------ Trecho do documento ------

Em 2013, o sérvio Novak Djokovic publicou o livro “Sirva para Vencer”.
Vivendo em Belgrado, conta que durante meses conseguia treinar apenas nos intervalos dos bombardeios durante a guerra de Kosovo, quando da
dissolução da Iugoslávia.
Mas diz que quem quase o venceu foi o trigo moderno.
“Da beira do fracasso a campeão do mundo em 18 meses” é o título do capítulo introdutório.
Conta que, aos 19 anos, estava no final do Croatia Open, de 2006, contra Stanislas Wawrinka, quando a “Maldição” – a força misteriosa que
esgotava sua energia sem aviso – agarrou-se a ele mais uma vez.
Perdeu – de novo.
Pensou tratar-se de problema mental: fez meditação e ioga. O treino tornou-se obsessivo: catorze horas por dia, todos os dias.
Apesar de ganhar o primeiro Grand Slam, o Australia Open, em 2008, não era levado muito a sério pelos outros tenistas de ponta: “treme na
final”.
Conta Djokovic que até mesmo Roger Federer, suíço conhecido por sua polidez, teria dito aos repórteres: “Acho que ele é uma piada, sabe?
Quando fala sobre suas doenças”.
Apesar de asmático, não parecia ser esse o problema.
Na sua opinião, sua vida mudou quando Igor Cetojevic, nutricionista do seu país e que tinha amigos em comum o com o seu pai, ao ver um jogo
seu pela televisão, inferiu que o problema seria intolerância ao glúten – parte de proteínas armazenadas na semente de alguns cereais, como
trigo, cevada e centeio.

------ Dados fornecidos ------

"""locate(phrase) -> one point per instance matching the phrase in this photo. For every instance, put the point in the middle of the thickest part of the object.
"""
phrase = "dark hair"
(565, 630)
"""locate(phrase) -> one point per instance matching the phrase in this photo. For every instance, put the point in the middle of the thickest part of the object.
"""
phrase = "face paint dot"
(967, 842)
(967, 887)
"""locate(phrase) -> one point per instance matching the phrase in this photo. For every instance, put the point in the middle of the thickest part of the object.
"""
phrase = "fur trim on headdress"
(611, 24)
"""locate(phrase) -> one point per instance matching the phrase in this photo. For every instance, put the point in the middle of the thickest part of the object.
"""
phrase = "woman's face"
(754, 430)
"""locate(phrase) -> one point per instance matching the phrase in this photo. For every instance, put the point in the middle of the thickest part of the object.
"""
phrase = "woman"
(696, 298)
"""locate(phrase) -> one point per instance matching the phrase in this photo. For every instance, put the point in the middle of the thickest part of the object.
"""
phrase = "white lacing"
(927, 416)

------

▸ **A tarefa**
Reproduza na íntegra, sem nenhuma alteração, o trecho sobre Novak Djokovic e o glúten.

▸ **Resposta à tarefa**
Em 2013, o sérvio Novak Djokovic publicou o livro “Sirva para Vencer”.
Vivendo em Belgrado, conta que durante meses conseguia treinar apenas nos intervalos dos bombardeios durante a guerra de Kosovo, quando da
dissolução da Iugoslávia.
Mas diz que quem quase o venceu foi o trigo moderno.
“Da beira do fracasso a campeão do mundo em 18 meses” é o título do capítulo introdutório.
Conta que, aos 19 anos, estava no final do Croatia Open, de 2006, contra Stanislas Wawrinka, quando a “Maldição” – a força misteriosa que
esgotava sua energia sem aviso – agarrou-se a ele mais uma vez.
Perdeu – de novo.
Pensou tratar-se de problema mental: fez meditação e ioga. O treino tornou-se obsessivo: catorze horas por dia, todos os dias.
Apesar de ganhar o primeiro Grand Slam, o Australia Open, em 2008, não era levado muito a sério pelos outros tenistas de ponta: “treme na
final”.
Conta Djokovic que até mesmo Roger Federer, suíço conhecido por sua polidez, teria dito aos repórteres: “Acho que ele é uma piada, sabe?
Quando fala sobre suas doenças”.
Apesar de asmático, não parecia ser esse o problema.
Na sua opinião, sua vida mudou quando Igor Cetojevic, nutricionista do seu país e que tinha amigos em comum o com o seu pai, ao ver um jogo
seu pela televisão, inferiu que o problema seria intolerância ao glúten – parte de proteínas armazenadas na semente de alguns cereais, como
trigo, cevada e centeio.